>> BEGIN

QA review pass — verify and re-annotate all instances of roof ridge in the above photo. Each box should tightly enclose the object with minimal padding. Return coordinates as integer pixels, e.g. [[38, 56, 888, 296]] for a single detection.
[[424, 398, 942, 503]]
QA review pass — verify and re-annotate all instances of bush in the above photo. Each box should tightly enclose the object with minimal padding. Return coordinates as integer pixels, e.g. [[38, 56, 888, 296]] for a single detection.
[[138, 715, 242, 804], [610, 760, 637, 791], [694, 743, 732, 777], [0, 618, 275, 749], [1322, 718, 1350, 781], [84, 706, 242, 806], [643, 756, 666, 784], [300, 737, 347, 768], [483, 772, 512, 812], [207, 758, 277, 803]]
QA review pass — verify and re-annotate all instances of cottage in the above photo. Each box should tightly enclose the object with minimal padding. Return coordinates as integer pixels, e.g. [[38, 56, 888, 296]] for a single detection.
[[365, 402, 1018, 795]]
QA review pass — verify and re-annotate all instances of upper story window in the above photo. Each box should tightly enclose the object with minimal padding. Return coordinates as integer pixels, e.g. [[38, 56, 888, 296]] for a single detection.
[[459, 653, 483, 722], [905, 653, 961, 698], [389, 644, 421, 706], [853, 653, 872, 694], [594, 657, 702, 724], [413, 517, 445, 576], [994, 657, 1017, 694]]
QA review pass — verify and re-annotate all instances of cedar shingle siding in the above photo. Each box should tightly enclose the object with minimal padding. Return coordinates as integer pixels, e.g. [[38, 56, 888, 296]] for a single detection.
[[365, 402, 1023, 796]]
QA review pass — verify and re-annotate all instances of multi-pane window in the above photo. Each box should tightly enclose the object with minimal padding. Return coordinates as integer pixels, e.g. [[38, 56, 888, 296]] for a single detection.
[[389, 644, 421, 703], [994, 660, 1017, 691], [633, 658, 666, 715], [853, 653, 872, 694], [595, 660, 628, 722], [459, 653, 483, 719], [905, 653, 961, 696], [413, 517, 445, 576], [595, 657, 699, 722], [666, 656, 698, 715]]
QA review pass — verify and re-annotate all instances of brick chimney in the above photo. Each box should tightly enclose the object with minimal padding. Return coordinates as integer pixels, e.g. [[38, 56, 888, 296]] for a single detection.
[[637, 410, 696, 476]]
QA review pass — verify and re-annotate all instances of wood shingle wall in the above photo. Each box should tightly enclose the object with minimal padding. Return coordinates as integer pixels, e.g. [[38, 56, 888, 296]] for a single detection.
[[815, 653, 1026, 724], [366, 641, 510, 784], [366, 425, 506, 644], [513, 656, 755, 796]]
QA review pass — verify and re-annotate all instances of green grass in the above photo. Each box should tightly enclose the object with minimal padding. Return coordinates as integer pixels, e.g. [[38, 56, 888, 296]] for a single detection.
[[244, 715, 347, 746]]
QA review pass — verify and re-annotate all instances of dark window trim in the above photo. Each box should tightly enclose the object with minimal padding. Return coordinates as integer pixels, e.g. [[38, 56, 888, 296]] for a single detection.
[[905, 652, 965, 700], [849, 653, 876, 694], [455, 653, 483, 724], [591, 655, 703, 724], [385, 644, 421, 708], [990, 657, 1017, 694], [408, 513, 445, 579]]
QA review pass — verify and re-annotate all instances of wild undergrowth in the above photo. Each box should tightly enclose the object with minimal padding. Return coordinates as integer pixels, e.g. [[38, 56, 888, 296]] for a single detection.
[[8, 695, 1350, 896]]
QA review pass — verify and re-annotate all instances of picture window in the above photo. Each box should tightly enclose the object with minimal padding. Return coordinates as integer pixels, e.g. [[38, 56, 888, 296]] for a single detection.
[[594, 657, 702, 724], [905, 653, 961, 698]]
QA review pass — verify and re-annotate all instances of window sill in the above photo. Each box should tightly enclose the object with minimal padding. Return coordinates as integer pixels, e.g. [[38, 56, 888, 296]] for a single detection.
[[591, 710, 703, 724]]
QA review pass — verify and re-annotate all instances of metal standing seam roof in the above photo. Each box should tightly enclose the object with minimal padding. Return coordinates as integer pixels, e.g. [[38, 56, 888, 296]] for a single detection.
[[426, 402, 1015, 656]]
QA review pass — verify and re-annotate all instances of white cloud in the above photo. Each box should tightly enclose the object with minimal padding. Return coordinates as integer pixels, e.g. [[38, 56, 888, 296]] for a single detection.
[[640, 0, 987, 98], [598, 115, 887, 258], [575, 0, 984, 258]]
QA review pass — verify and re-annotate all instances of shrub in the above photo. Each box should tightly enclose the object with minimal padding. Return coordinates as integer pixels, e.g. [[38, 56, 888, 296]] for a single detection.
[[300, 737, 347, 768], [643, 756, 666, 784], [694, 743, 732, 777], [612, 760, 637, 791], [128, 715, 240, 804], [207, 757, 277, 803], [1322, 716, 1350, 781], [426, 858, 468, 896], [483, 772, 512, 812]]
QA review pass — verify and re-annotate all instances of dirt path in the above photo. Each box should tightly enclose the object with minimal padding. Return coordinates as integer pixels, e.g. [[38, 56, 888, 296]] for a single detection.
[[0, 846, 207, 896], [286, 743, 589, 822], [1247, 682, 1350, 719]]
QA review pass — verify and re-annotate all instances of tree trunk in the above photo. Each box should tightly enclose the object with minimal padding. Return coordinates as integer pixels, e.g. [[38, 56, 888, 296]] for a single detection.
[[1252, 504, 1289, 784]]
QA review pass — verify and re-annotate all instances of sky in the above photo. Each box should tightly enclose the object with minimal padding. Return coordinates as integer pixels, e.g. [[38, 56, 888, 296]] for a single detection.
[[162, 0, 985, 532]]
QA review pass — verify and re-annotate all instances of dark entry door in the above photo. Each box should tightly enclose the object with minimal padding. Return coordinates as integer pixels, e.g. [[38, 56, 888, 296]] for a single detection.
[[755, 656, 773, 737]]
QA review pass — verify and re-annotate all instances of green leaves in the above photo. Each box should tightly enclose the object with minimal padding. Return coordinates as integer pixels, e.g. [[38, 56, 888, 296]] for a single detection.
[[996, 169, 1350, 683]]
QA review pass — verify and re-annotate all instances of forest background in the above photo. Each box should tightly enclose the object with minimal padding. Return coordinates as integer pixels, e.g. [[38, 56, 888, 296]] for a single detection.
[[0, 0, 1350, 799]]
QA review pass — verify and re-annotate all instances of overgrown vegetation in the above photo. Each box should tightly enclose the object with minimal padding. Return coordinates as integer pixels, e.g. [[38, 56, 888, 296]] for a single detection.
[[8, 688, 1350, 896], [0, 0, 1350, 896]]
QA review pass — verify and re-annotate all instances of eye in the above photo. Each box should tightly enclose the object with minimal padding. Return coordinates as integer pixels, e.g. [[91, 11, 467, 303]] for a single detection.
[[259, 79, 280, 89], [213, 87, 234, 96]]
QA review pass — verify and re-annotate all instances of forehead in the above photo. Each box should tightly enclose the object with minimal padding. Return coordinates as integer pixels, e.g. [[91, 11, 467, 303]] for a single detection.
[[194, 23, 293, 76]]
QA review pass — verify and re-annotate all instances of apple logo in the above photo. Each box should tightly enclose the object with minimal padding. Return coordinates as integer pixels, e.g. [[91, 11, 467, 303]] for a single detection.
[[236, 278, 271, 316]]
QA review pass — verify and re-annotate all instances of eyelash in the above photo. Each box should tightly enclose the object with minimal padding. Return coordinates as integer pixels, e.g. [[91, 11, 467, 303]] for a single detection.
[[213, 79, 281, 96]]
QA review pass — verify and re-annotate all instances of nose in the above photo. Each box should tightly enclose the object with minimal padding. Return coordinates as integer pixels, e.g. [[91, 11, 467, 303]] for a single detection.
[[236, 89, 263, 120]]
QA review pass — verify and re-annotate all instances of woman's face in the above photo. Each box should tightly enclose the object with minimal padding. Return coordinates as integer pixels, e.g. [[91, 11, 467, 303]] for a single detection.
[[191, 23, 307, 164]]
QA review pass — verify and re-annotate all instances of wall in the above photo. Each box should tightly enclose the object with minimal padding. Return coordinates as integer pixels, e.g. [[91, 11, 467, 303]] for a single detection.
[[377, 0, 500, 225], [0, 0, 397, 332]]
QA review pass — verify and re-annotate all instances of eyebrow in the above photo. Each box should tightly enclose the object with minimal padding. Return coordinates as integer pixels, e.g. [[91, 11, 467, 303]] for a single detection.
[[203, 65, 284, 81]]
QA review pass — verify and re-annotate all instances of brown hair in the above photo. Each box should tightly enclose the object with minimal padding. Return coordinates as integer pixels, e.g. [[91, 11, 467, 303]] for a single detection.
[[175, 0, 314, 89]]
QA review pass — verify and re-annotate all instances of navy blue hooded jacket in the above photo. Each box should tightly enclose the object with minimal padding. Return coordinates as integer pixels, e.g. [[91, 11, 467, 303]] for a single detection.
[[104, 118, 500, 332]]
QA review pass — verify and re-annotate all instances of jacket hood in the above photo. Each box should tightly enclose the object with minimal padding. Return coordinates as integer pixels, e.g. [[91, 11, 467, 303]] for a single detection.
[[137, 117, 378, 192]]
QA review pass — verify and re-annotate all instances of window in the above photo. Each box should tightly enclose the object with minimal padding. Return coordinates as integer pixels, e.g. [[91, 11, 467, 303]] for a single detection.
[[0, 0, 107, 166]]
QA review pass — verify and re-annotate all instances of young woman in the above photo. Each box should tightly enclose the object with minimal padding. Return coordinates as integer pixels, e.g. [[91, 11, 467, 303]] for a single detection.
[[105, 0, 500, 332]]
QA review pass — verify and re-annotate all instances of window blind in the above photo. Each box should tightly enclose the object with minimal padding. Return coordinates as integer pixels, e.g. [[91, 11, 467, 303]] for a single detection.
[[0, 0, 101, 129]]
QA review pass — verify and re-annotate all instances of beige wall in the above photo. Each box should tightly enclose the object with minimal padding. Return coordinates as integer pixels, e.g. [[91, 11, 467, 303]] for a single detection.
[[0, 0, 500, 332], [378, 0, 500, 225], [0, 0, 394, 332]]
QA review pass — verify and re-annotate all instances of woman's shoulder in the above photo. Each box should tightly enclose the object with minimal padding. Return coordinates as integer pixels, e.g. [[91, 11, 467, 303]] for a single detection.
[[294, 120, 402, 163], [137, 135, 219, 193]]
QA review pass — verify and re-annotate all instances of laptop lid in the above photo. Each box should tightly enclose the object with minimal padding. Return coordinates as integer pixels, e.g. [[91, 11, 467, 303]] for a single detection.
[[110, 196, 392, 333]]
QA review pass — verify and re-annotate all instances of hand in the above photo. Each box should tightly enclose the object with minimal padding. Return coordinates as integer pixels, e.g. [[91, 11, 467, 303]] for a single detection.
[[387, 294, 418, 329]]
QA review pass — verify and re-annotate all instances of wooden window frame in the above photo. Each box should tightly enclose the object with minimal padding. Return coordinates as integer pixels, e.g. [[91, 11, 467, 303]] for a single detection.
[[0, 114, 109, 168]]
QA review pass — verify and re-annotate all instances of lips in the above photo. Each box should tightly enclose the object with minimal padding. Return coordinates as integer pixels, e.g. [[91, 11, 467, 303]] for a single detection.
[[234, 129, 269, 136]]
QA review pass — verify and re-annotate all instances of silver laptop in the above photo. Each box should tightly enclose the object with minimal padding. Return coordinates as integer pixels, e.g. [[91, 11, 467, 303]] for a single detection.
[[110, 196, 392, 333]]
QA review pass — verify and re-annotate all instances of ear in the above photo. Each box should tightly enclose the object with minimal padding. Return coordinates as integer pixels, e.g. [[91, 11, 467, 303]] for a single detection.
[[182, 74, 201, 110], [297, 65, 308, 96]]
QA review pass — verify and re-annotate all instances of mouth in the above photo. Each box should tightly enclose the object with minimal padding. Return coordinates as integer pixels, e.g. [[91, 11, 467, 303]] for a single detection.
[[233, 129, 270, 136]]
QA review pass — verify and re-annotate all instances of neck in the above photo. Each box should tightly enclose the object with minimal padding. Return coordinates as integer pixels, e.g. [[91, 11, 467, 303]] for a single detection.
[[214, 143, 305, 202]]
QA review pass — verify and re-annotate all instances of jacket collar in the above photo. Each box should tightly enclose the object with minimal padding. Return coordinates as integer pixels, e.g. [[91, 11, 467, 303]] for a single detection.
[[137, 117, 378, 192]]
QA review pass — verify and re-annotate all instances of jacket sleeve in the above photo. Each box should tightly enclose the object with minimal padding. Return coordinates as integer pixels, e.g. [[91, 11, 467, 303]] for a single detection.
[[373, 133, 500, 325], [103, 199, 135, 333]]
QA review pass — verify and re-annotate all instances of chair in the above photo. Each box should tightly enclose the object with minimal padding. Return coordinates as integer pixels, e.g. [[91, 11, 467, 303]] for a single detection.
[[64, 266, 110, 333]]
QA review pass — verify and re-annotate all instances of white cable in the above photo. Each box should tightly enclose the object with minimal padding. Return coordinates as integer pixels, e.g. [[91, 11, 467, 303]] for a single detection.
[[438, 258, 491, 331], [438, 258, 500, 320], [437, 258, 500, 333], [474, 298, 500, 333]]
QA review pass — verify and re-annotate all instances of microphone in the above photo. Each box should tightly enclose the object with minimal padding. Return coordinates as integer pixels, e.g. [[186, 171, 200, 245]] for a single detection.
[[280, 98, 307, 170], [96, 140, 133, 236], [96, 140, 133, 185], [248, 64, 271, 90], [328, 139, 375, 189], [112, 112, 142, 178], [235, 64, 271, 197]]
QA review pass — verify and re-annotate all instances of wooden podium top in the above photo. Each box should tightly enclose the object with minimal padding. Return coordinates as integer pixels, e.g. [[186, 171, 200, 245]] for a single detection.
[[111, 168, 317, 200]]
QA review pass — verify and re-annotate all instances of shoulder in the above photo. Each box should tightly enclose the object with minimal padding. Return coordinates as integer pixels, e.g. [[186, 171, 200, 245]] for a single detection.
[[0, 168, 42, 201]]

>> END

▶ WORK TO COMPLETE
Change every "tightly" to "snugly" in the lines from the line with "QA review pass — verify and re-annotate all instances of laptop" to the line with "[[233, 129, 270, 136]]", both included, and leave all else as it stands.

▶ WORKED SOLUTION
QA review pass — verify and re-annotate all instances of laptop lid in the above photo. Each box should snugly enclose the object with minimal padding. Return coordinates as integer pixels, e.g. [[91, 11, 467, 303]] for a single detection.
[[110, 196, 392, 333]]
QA review pass — verify and re-annotate all instances of hand in the above photo. Each box should snugly enclose the object with minimal padding. Return coordinates as integer pixels, e.g. [[91, 11, 467, 303]] for a single detection.
[[387, 294, 418, 329]]
QA review pass — verify and re-annotate all instances of wooden window frame in the above photo. Each box should snugly enclose the object with minimal padding. Return coordinates as integer pixels, e.g. [[91, 11, 467, 303]] for a single detection.
[[0, 114, 109, 168]]
QA review pass — verify and re-annotate all instances of lips in the above photo. Each box should snugly enclose the object with minimal padding. Return coordinates as integer pixels, e.g. [[91, 11, 467, 303]] for a single detection.
[[234, 129, 269, 136]]
QA review pass — verify and re-annotate all instances of silver laptop in the above photo. Each box should snugly enclose the object with minimal padding. Return coordinates as integer pixels, e.g. [[91, 11, 467, 303]] for a single detection.
[[110, 196, 392, 333]]
QA review pass — verify and re-annotate all instances of ear in the above photo. Each box should snugly enclose the object with minimal padding. Return coordinates as integer pixels, e.g. [[91, 11, 467, 303]] for a single detection.
[[182, 74, 201, 110], [297, 65, 308, 96]]
QA review pass — verify and re-annotate all instances of mouth in the above photo. Each box should snugly enclose the object with minimal padding. Return coordinates as integer pixels, e.g. [[91, 11, 467, 303]] for a single detection.
[[233, 129, 270, 136]]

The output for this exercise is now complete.